Performance guidelines#
The AMD HIP Performance Guidelines are a set of best practices designed to help developers optimize the performance of AMD GPUs. They cover established parallelization and optimization techniques, coding metaphors, and idioms that can greatly simplify programming for HIP-capable GPU architectures.
By following four main cornerstones, we can exploit the performance optimization potential of HIP.
parallel execution
memory usage optimization
optimization for maximum throughput
minimizing memory thrashing
In the following chapters, we will show you their benefits and how to use them effectively.
Parallel execution#
For optimal use, the application should reveal and efficiently imply as much parallelism as possible to keep all system components active.
Application level#
The application should optimize parallel execution across the host and devices using asynchronous calls and streams. Workloads should be assigned based on efficiency: serial to the host, parallel to the devices.
For parallel workloads, when threads need to synchronize to share data, if they
belong to the same block, they should use __syncthreads()
(see:
Synchronization functions) within the same kernel invocation. If they
belong to different blocks, they must use global memory with two separate
kernel invocations. The latter should be minimized as it adds overhead.

_EXERCISE A:_
In the performance guidelines, which function should threads in the same block use to synchronize?

_GIVEN DATA:_

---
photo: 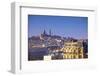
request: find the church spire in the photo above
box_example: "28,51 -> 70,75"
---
49,29 -> 52,35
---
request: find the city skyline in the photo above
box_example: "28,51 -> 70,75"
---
28,15 -> 88,39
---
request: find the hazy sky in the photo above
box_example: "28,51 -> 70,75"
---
28,15 -> 88,39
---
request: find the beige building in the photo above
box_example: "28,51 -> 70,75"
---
61,42 -> 83,59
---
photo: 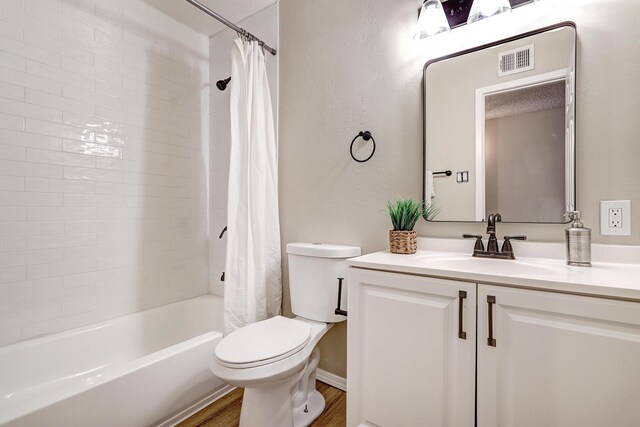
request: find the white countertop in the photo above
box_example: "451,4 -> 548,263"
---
347,239 -> 640,302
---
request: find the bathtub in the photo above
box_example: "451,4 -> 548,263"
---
0,295 -> 229,427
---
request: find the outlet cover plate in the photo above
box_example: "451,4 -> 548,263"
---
600,200 -> 631,236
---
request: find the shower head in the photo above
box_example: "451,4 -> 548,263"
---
216,77 -> 231,90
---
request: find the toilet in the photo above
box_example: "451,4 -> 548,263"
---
210,243 -> 360,427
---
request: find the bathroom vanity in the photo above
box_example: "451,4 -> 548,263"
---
347,239 -> 640,427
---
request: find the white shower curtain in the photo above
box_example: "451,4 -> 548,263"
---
224,38 -> 282,333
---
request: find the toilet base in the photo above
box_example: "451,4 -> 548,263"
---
240,348 -> 325,427
293,390 -> 325,427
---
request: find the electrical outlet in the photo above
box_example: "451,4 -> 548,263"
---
600,200 -> 631,236
609,208 -> 622,228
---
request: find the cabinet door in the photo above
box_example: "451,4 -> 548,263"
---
478,285 -> 640,427
347,268 -> 476,427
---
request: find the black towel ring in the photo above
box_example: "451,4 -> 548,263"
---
349,130 -> 376,163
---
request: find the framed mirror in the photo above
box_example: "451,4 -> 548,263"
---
423,22 -> 576,223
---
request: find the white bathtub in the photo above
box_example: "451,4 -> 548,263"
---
0,295 -> 224,427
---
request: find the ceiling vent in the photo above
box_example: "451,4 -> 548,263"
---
498,44 -> 534,77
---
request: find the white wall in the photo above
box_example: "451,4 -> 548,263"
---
0,0 -> 209,345
279,0 -> 640,375
209,3 -> 278,295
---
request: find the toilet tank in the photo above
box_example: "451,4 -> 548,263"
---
287,243 -> 361,323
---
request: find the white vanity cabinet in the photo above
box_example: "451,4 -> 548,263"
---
347,268 -> 476,427
477,285 -> 640,427
347,267 -> 640,427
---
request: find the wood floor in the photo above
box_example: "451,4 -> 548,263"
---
178,381 -> 347,427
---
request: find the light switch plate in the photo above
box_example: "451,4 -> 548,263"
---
600,200 -> 631,236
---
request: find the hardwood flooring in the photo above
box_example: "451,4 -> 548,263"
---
178,381 -> 347,427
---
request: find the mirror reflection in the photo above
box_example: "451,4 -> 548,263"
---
424,25 -> 575,223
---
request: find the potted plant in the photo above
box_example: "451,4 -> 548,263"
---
387,199 -> 440,254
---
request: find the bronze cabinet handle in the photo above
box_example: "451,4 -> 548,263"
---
487,295 -> 496,347
458,291 -> 467,340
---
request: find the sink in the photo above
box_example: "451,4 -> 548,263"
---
416,255 -> 557,276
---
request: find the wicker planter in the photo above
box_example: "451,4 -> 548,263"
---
389,230 -> 418,254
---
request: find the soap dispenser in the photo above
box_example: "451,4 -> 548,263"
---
565,211 -> 591,267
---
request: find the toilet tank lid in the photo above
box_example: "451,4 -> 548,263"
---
287,243 -> 361,258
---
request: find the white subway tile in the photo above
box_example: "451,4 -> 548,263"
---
0,113 -> 24,131
0,297 -> 24,314
0,50 -> 27,71
27,207 -> 96,221
64,220 -> 118,233
0,191 -> 62,206
27,60 -> 95,93
27,233 -> 98,249
0,160 -> 63,178
27,89 -> 96,116
0,37 -> 60,66
25,0 -> 62,13
62,139 -> 122,159
0,249 -> 64,268
0,144 -> 27,162
0,63 -> 62,95
25,0 -> 93,38
0,4 -> 62,40
0,129 -> 62,150
62,85 -> 122,109
0,82 -> 25,101
64,166 -> 124,182
62,111 -> 122,135
64,194 -> 122,209
61,259 -> 99,275
0,98 -> 62,122
65,246 -> 115,265
0,0 -> 209,342
0,176 -> 24,191
27,262 -> 63,280
27,148 -> 96,168
0,266 -> 27,284
0,206 -> 27,221
0,22 -> 23,41
62,57 -> 122,85
25,178 -> 95,193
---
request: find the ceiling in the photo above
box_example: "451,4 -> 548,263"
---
144,0 -> 276,36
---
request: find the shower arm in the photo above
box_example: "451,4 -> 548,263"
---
186,0 -> 277,56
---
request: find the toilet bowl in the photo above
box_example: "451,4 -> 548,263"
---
210,243 -> 360,427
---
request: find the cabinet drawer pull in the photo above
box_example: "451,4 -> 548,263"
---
458,291 -> 467,340
487,295 -> 496,347
334,277 -> 347,316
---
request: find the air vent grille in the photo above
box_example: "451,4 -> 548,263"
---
498,44 -> 534,77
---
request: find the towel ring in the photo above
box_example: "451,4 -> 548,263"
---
349,130 -> 376,163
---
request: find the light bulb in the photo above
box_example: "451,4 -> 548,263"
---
467,0 -> 511,24
413,0 -> 450,39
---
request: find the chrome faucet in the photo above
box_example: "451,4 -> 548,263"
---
462,213 -> 527,259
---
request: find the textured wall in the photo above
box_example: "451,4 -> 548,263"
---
209,3 -> 278,295
0,0 -> 209,345
279,0 -> 640,375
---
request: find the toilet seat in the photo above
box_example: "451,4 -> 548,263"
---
215,316 -> 311,369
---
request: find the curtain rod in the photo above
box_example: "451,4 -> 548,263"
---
187,0 -> 277,55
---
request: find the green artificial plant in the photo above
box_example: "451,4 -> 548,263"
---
387,199 -> 440,231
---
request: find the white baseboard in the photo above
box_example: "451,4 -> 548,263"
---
316,369 -> 347,391
156,385 -> 236,427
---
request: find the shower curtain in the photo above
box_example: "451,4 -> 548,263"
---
224,38 -> 282,333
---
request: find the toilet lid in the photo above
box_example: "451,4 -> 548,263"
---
215,316 -> 311,368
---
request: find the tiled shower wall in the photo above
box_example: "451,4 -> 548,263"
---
209,3 -> 278,296
0,0 -> 209,345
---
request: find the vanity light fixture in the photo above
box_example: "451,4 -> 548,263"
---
413,0 -> 450,40
467,0 -> 511,24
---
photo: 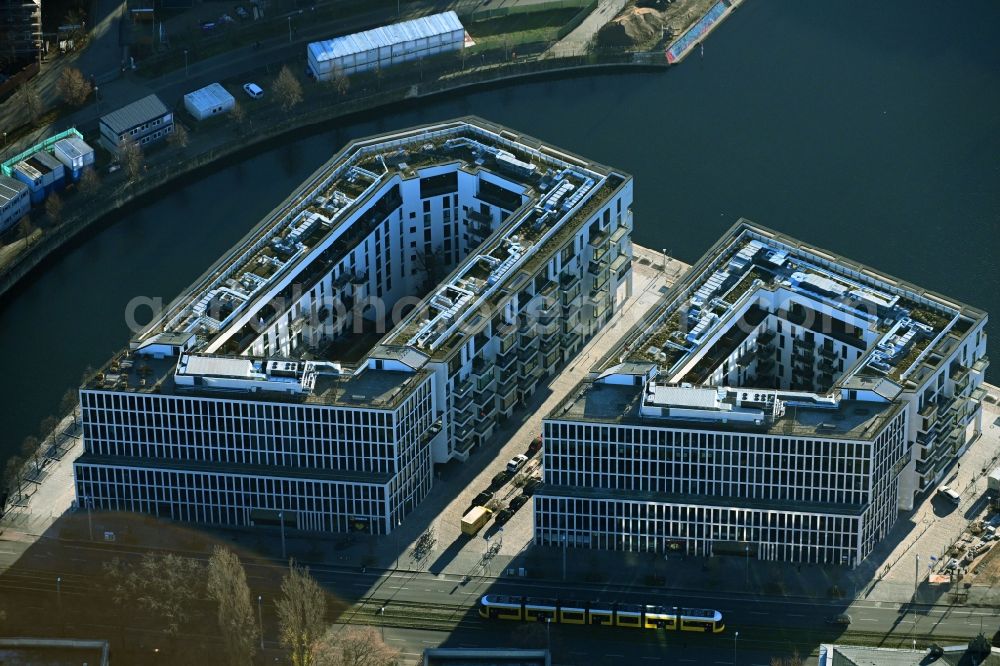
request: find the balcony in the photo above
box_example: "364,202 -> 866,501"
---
451,409 -> 476,428
496,347 -> 517,370
474,419 -> 493,437
754,344 -> 774,360
453,377 -> 472,400
517,361 -> 542,384
454,428 -> 476,453
951,367 -> 972,394
590,232 -> 611,249
451,391 -> 472,412
587,254 -> 611,275
517,345 -> 539,365
560,280 -> 580,306
518,329 -> 539,353
590,270 -> 611,295
497,372 -> 517,400
559,270 -> 580,291
559,333 -> 580,350
538,320 -> 559,346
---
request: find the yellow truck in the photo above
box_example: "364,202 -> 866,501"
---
462,506 -> 493,536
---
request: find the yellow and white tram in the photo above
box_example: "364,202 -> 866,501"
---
479,594 -> 726,634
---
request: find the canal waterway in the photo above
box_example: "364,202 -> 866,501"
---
0,0 -> 1000,466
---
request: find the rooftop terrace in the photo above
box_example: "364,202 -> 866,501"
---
547,380 -> 901,439
603,220 -> 985,390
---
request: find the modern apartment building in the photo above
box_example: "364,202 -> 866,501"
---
75,118 -> 632,534
534,220 -> 988,566
0,0 -> 42,74
100,95 -> 174,155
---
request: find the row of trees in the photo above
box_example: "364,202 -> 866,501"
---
104,546 -> 397,666
15,67 -> 94,125
0,389 -> 77,513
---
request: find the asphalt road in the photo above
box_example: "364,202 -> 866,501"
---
0,539 -> 1000,665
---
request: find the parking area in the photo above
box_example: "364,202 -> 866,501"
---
390,247 -> 687,575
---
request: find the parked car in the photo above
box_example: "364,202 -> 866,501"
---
507,453 -> 528,474
472,490 -> 493,506
243,83 -> 264,99
938,486 -> 962,505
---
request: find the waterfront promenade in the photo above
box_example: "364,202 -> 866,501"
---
0,245 -> 1000,604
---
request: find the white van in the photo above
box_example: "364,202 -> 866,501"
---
507,454 -> 528,474
243,83 -> 264,99
938,486 -> 962,504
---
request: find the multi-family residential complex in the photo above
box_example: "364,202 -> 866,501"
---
75,118 -> 632,534
534,220 -> 988,566
0,0 -> 42,74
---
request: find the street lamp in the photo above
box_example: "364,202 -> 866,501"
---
394,520 -> 403,569
278,511 -> 288,560
87,497 -> 94,541
563,534 -> 566,580
257,594 -> 264,652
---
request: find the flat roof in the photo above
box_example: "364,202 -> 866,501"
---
184,83 -> 235,109
308,11 -> 465,62
535,483 -> 869,516
101,95 -> 169,134
545,379 -> 902,440
0,176 -> 28,206
53,136 -> 94,158
101,117 -> 629,402
598,218 -> 986,383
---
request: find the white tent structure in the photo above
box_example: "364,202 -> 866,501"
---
184,83 -> 236,120
306,11 -> 465,81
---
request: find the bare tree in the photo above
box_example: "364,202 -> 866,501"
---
17,215 -> 35,247
167,123 -> 189,148
135,553 -> 204,638
101,557 -> 142,644
208,546 -> 260,666
330,67 -> 351,96
56,67 -> 93,106
17,83 -> 42,125
118,134 -> 145,183
45,192 -> 62,226
274,65 -> 302,111
3,456 -> 24,501
21,435 -> 42,474
312,627 -> 399,666
79,167 -> 101,197
277,560 -> 326,666
38,414 -> 59,442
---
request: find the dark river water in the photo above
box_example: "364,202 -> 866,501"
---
0,0 -> 1000,466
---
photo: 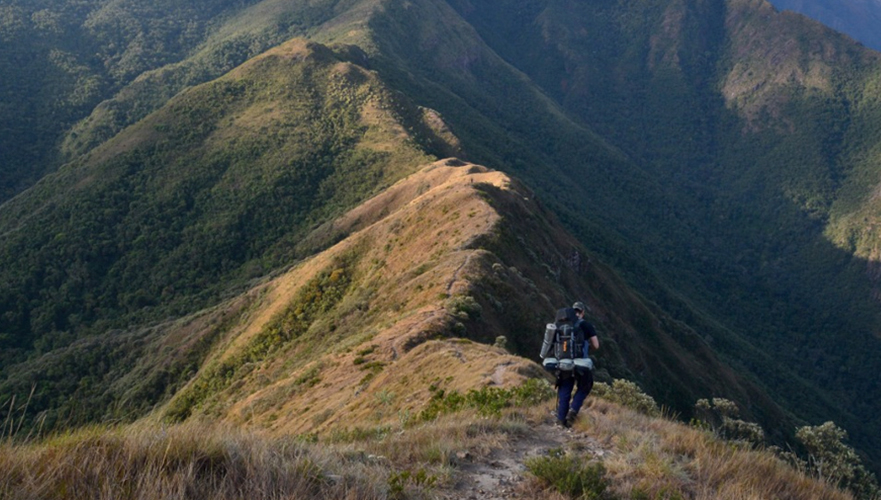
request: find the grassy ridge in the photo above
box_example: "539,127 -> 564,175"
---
0,41 -> 441,428
0,387 -> 851,500
360,2 -> 879,464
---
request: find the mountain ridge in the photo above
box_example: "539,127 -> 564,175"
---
0,0 -> 881,476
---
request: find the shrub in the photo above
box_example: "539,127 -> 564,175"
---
692,398 -> 765,445
593,379 -> 661,417
525,453 -> 609,499
795,422 -> 881,499
418,379 -> 554,422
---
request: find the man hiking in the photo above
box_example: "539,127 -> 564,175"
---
541,301 -> 600,428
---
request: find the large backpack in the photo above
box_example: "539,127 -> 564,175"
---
541,307 -> 593,372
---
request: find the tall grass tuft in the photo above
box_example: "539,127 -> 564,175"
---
0,424 -> 388,500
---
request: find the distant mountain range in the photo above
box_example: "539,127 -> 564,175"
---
0,0 -> 881,478
771,0 -> 881,50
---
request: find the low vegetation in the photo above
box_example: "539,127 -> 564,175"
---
0,380 -> 871,500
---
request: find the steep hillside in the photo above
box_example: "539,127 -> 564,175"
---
771,0 -> 881,50
0,0 -> 881,474
0,40 -> 455,382
156,162 -> 786,433
0,0 -> 270,202
354,1 -> 881,464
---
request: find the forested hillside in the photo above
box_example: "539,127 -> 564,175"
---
0,0 -> 881,474
771,0 -> 881,50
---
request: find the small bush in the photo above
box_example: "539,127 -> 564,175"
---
525,454 -> 609,499
418,379 -> 555,422
593,379 -> 661,417
795,422 -> 881,499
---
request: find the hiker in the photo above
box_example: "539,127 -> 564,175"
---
541,302 -> 600,428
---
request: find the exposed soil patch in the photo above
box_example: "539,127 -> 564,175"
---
439,415 -> 608,500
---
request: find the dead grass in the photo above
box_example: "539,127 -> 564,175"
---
0,413 -> 526,500
576,399 -> 852,500
0,390 -> 852,500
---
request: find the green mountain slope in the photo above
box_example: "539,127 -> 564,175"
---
772,0 -> 881,50
360,2 -> 879,464
0,37 -> 450,359
0,0 -> 881,474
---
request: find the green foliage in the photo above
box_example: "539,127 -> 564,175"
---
446,295 -> 483,319
388,468 -> 437,499
795,422 -> 881,499
525,453 -> 613,500
417,379 -> 555,421
592,379 -> 661,417
692,398 -> 765,446
165,254 -> 355,421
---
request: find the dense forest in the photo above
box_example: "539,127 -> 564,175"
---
0,0 -> 881,472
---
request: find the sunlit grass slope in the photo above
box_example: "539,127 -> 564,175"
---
0,390 -> 852,500
0,40 -> 455,430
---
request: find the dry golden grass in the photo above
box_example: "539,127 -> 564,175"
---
0,390 -> 852,500
576,399 -> 851,500
0,413 -> 525,500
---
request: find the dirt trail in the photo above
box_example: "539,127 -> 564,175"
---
441,418 -> 607,500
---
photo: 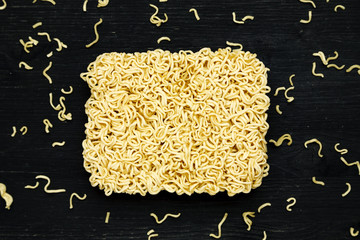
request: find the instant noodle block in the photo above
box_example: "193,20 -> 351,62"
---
81,47 -> 270,196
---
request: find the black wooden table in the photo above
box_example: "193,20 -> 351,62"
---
0,0 -> 360,240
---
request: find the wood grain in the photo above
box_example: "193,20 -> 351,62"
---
0,0 -> 360,240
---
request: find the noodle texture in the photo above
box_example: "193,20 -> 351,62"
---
81,47 -> 270,196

_EXERCISE B:_
Lay out the listing as a numbered list, from its first line through the line that contains "423,22 -> 576,223". Skip blank lines, and leave out the pictures.

_PROBLEM SOLUTION A:_
__syncthreads()

_PROBLEM SOLUTION B:_
1. ---
2. photo: 
3. request: find the church spire in the photo above
4. box_example: "28,51 -> 70,75"
5. ---
6. 49,29 -> 52,35
7. ---
8. request: find the city skyline in the photo above
9. box_example: "28,51 -> 70,75"
10. ---
11. 28,15 -> 88,39
12. ---
13. request: find the hazy sky in the photo above
14. box_example: "28,51 -> 70,75"
15. ---
16. 28,15 -> 88,39
17. ---
18. request: find the beige building in the photo above
19. box_example: "28,51 -> 70,75"
20. ---
21. 61,42 -> 83,59
22. ---
23. photo: 
24. request: find the white countertop in the photo above
25. box_example: "451,4 -> 548,263"
26. ---
27. 347,239 -> 640,302
28. ---
29. request: find the bathtub in the photo above
30. box_example: "451,4 -> 548,263"
31. ---
32. 0,295 -> 229,427
33. ---
34. request: find the outlet cover plate in the photo above
35. box_example: "451,4 -> 548,263"
36. ---
37. 600,200 -> 631,236
38. ---
39. request: find the shower head in the photo above
40. box_example: "451,4 -> 548,263"
41. ---
42. 216,77 -> 231,90
43. ---
44. request: find the toilet in the photo above
45. box_example: "451,4 -> 548,263"
46. ---
47. 210,243 -> 360,427
48. ---
49. request: find the bathroom vanity in the photo above
50. box_example: "451,4 -> 548,263"
51. ---
52. 347,239 -> 640,427
53. ---
54. request: find the white shower curtain in the photo above
55. box_example: "451,4 -> 548,263"
56. ---
57. 224,38 -> 282,333
58. ---
59. request: find the toilet base in the photo above
60. box_example: "451,4 -> 548,263"
61. ---
62. 240,348 -> 325,427
63. 293,390 -> 325,427
64. ---
65. request: find the electrical outlet in the photo above
66. box_example: "451,4 -> 548,263"
67. ---
68. 600,200 -> 631,236
69. 609,208 -> 622,228
70. ---
71. request: find the cabinet door in the photo above
72. box_example: "451,4 -> 548,263"
73. ---
74. 478,285 -> 640,427
75. 347,268 -> 476,427
76. ---
77. request: find the black towel ring in the photo above
78. box_example: "451,4 -> 548,263"
79. ---
80. 349,130 -> 376,163
81. ---
82. request: find the framed mirror in the photo above
83. box_example: "451,4 -> 548,263"
84. ---
85. 423,22 -> 576,223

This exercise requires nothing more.